### EXERCISE BRIEF
Reproduce each entry below exactly as it appears.

### LISTED RECORDS
↓

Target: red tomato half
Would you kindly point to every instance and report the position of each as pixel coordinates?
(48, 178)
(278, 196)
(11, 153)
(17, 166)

↑

### THE COMPLETED TASK
Target: red tomato half
Would you kindly point to every instance and report the position of each as pixel coordinates?
(48, 178)
(278, 196)
(11, 153)
(17, 166)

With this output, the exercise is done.